## ABOUT THIS TASK
Every line of the data should be written out exactly, with the pictures left out.

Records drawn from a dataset
---------------

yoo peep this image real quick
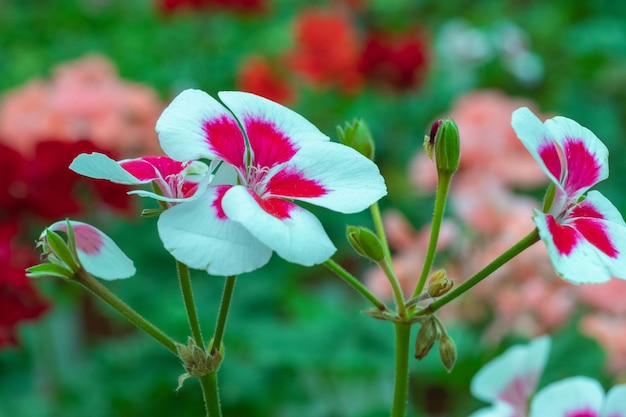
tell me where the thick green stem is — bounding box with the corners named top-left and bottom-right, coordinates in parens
top-left (418, 229), bottom-right (540, 316)
top-left (378, 259), bottom-right (407, 319)
top-left (391, 322), bottom-right (412, 417)
top-left (199, 373), bottom-right (222, 417)
top-left (324, 259), bottom-right (387, 311)
top-left (371, 202), bottom-right (391, 261)
top-left (211, 275), bottom-right (236, 351)
top-left (413, 172), bottom-right (453, 298)
top-left (176, 261), bottom-right (204, 347)
top-left (75, 270), bottom-right (177, 354)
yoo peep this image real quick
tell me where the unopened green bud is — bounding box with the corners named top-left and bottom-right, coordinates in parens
top-left (438, 333), bottom-right (457, 372)
top-left (347, 226), bottom-right (385, 262)
top-left (337, 119), bottom-right (375, 160)
top-left (426, 269), bottom-right (454, 298)
top-left (414, 318), bottom-right (438, 360)
top-left (430, 118), bottom-right (460, 175)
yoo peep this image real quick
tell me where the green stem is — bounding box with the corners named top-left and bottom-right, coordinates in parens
top-left (199, 373), bottom-right (222, 417)
top-left (75, 270), bottom-right (177, 354)
top-left (378, 259), bottom-right (407, 319)
top-left (391, 322), bottom-right (412, 417)
top-left (200, 276), bottom-right (236, 417)
top-left (418, 228), bottom-right (540, 316)
top-left (176, 261), bottom-right (204, 347)
top-left (211, 275), bottom-right (236, 351)
top-left (413, 172), bottom-right (453, 298)
top-left (324, 259), bottom-right (387, 311)
top-left (371, 202), bottom-right (391, 260)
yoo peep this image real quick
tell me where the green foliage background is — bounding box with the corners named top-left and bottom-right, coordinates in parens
top-left (1, 0), bottom-right (625, 415)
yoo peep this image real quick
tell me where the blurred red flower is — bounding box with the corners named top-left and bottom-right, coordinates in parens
top-left (0, 222), bottom-right (48, 347)
top-left (157, 0), bottom-right (266, 14)
top-left (0, 140), bottom-right (133, 222)
top-left (287, 9), bottom-right (363, 93)
top-left (358, 28), bottom-right (430, 91)
top-left (236, 56), bottom-right (296, 105)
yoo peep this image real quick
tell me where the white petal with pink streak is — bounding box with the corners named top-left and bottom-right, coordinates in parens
top-left (273, 141), bottom-right (387, 213)
top-left (221, 185), bottom-right (336, 266)
top-left (528, 377), bottom-right (603, 417)
top-left (49, 220), bottom-right (135, 280)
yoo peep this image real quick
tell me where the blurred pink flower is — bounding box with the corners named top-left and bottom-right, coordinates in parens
top-left (410, 90), bottom-right (547, 192)
top-left (580, 314), bottom-right (626, 375)
top-left (0, 54), bottom-right (163, 158)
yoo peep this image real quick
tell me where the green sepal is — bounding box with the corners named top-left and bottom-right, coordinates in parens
top-left (337, 119), bottom-right (375, 160)
top-left (26, 263), bottom-right (75, 280)
top-left (542, 183), bottom-right (556, 213)
top-left (45, 228), bottom-right (80, 272)
top-left (141, 208), bottom-right (165, 217)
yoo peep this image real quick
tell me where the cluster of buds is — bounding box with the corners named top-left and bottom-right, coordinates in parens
top-left (414, 315), bottom-right (457, 372)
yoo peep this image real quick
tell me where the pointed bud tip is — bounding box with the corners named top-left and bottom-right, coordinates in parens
top-left (431, 118), bottom-right (460, 175)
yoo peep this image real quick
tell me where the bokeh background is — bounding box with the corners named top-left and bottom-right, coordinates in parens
top-left (2, 0), bottom-right (626, 416)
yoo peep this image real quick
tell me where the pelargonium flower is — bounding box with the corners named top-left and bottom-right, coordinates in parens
top-left (529, 377), bottom-right (626, 417)
top-left (470, 336), bottom-right (551, 417)
top-left (155, 89), bottom-right (386, 275)
top-left (512, 107), bottom-right (626, 284)
top-left (33, 220), bottom-right (135, 281)
top-left (70, 153), bottom-right (218, 207)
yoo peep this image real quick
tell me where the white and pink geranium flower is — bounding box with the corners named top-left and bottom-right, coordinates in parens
top-left (469, 336), bottom-right (626, 417)
top-left (72, 90), bottom-right (386, 276)
top-left (512, 107), bottom-right (626, 284)
top-left (470, 335), bottom-right (551, 417)
top-left (70, 153), bottom-right (219, 205)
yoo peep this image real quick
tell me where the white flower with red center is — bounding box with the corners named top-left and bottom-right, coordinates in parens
top-left (40, 220), bottom-right (135, 280)
top-left (528, 377), bottom-right (626, 417)
top-left (70, 153), bottom-right (219, 206)
top-left (470, 336), bottom-right (551, 417)
top-left (154, 89), bottom-right (386, 276)
top-left (512, 107), bottom-right (626, 284)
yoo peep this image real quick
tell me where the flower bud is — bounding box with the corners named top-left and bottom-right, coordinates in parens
top-left (438, 333), bottom-right (457, 372)
top-left (429, 118), bottom-right (460, 175)
top-left (414, 318), bottom-right (438, 360)
top-left (337, 119), bottom-right (376, 160)
top-left (347, 226), bottom-right (385, 262)
top-left (426, 269), bottom-right (454, 298)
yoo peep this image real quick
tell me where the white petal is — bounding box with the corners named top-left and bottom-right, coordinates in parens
top-left (157, 187), bottom-right (273, 276)
top-left (529, 377), bottom-right (604, 417)
top-left (604, 384), bottom-right (626, 417)
top-left (218, 91), bottom-right (329, 149)
top-left (221, 185), bottom-right (336, 266)
top-left (156, 89), bottom-right (237, 161)
top-left (49, 220), bottom-right (135, 280)
top-left (272, 141), bottom-right (387, 213)
top-left (511, 107), bottom-right (563, 186)
top-left (471, 336), bottom-right (551, 407)
top-left (70, 153), bottom-right (145, 185)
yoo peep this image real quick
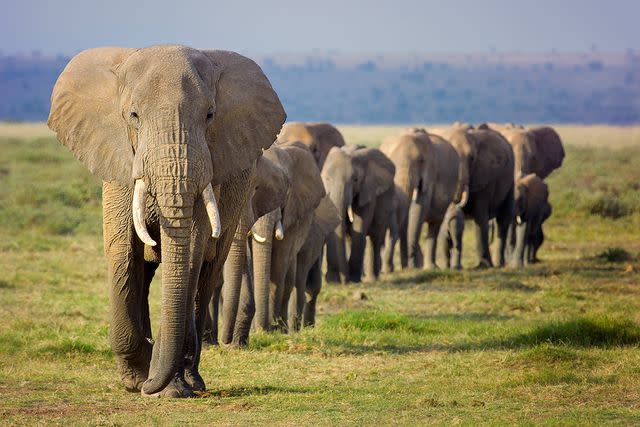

---------------

## SOLUTION
yoo peep this image real quick
tell me where the thick green stem is — bounding box with the corners named top-left and bottom-right, coordinates in parens
top-left (418, 229), bottom-right (540, 316)
top-left (378, 259), bottom-right (407, 319)
top-left (391, 322), bottom-right (412, 417)
top-left (199, 373), bottom-right (222, 417)
top-left (324, 259), bottom-right (387, 311)
top-left (371, 202), bottom-right (391, 261)
top-left (211, 275), bottom-right (236, 351)
top-left (413, 172), bottom-right (453, 298)
top-left (176, 261), bottom-right (204, 347)
top-left (75, 270), bottom-right (177, 354)
yoo peep this image real quick
tell me where the unopened green bud is — bounding box with the corners named top-left and bottom-right, coordinates in parens
top-left (438, 333), bottom-right (457, 372)
top-left (347, 226), bottom-right (385, 262)
top-left (337, 119), bottom-right (375, 160)
top-left (426, 269), bottom-right (454, 298)
top-left (414, 318), bottom-right (438, 360)
top-left (430, 118), bottom-right (460, 175)
yoo peep this image real quick
tell me where the green stem is — bounding box with the corners named top-left and bottom-right, coordinates in parens
top-left (199, 373), bottom-right (222, 417)
top-left (75, 270), bottom-right (177, 354)
top-left (378, 259), bottom-right (407, 319)
top-left (391, 322), bottom-right (412, 417)
top-left (200, 276), bottom-right (236, 417)
top-left (418, 228), bottom-right (540, 316)
top-left (176, 261), bottom-right (204, 347)
top-left (211, 275), bottom-right (236, 351)
top-left (413, 172), bottom-right (453, 298)
top-left (324, 259), bottom-right (387, 311)
top-left (371, 202), bottom-right (391, 260)
yoo peep this image real quick
tell me where the green foliage background is — bounding box with the corners named top-left and bottom-right, coordinates in parens
top-left (1, 0), bottom-right (625, 415)
yoo peep this image real quick
tell me where the blurred red flower is — bounding box with the corners named top-left and bottom-right, coordinates in parens
top-left (0, 222), bottom-right (48, 347)
top-left (157, 0), bottom-right (266, 14)
top-left (0, 140), bottom-right (133, 222)
top-left (287, 9), bottom-right (363, 93)
top-left (358, 28), bottom-right (430, 91)
top-left (236, 56), bottom-right (296, 105)
yoo peep this image real quick
tell me where the white petal with pink streak is — bounding box with the corners named top-left and bottom-right, coordinates in parens
top-left (273, 141), bottom-right (387, 213)
top-left (221, 185), bottom-right (336, 266)
top-left (528, 377), bottom-right (603, 417)
top-left (49, 220), bottom-right (135, 280)
yoo peep this image real quick
tell me where the blurred pink flower is — bounding box with the corners named top-left and bottom-right, coordinates in parens
top-left (410, 90), bottom-right (547, 192)
top-left (580, 314), bottom-right (626, 375)
top-left (0, 54), bottom-right (163, 158)
yoo peep this image real quick
tell me where the green sepal is — bounding box with the corners named top-left and bottom-right, coordinates in parens
top-left (337, 119), bottom-right (375, 160)
top-left (26, 263), bottom-right (75, 280)
top-left (542, 183), bottom-right (556, 213)
top-left (45, 228), bottom-right (80, 272)
top-left (141, 208), bottom-right (165, 217)
yoo peep this image real quick
tell me where the cluster of buds is — bounding box with the corners named top-left and bottom-right, coordinates in parens
top-left (414, 315), bottom-right (457, 372)
yoo peep this image real quick
tell me where the pointed bud tip is — bounding box with the corners named top-left and bottom-right, coordinates in parens
top-left (431, 118), bottom-right (460, 175)
yoo peep this image real quick
tell me where the bokeh background is — bounding box with the corners named top-left and bottom-right, coordinates in parens
top-left (2, 0), bottom-right (626, 416)
yoo peep this image real quick
tell me where the pelargonium flower is — bounding box with the corners named top-left and bottom-right, coordinates in parens
top-left (529, 377), bottom-right (626, 417)
top-left (470, 336), bottom-right (551, 417)
top-left (155, 89), bottom-right (386, 275)
top-left (512, 107), bottom-right (626, 284)
top-left (33, 220), bottom-right (135, 281)
top-left (70, 153), bottom-right (218, 207)
yoo peep this image real quick
tell me where the white and pink geranium flower is — bounding box with the corners named top-left and bottom-right, coordinates in parens
top-left (469, 336), bottom-right (626, 417)
top-left (72, 90), bottom-right (386, 276)
top-left (512, 107), bottom-right (626, 284)
top-left (470, 335), bottom-right (551, 417)
top-left (70, 153), bottom-right (219, 205)
yoo peep this image real quick
tell me where the white flower with red center is — bounding box with the corners named top-left and bottom-right, coordinates in parens
top-left (40, 220), bottom-right (135, 280)
top-left (528, 377), bottom-right (626, 417)
top-left (70, 153), bottom-right (219, 206)
top-left (470, 336), bottom-right (551, 417)
top-left (154, 89), bottom-right (386, 276)
top-left (512, 107), bottom-right (626, 284)
yoo peep this image real quick
tell me where the flower bud is — bounding box with the corners named top-left and bottom-right, coordinates in parens
top-left (438, 333), bottom-right (457, 372)
top-left (429, 118), bottom-right (460, 175)
top-left (414, 318), bottom-right (438, 360)
top-left (337, 119), bottom-right (376, 160)
top-left (347, 226), bottom-right (385, 262)
top-left (426, 269), bottom-right (454, 298)
yoo peep this image real quick
tell me where the white petal is — bounding box with the corners named top-left and bottom-right, coordinates in parens
top-left (157, 187), bottom-right (273, 276)
top-left (529, 377), bottom-right (604, 417)
top-left (604, 384), bottom-right (626, 417)
top-left (218, 91), bottom-right (329, 149)
top-left (221, 185), bottom-right (336, 266)
top-left (156, 89), bottom-right (237, 161)
top-left (49, 220), bottom-right (135, 280)
top-left (272, 141), bottom-right (387, 213)
top-left (511, 107), bottom-right (563, 186)
top-left (471, 336), bottom-right (551, 407)
top-left (70, 153), bottom-right (145, 185)
yoo peep this image real quick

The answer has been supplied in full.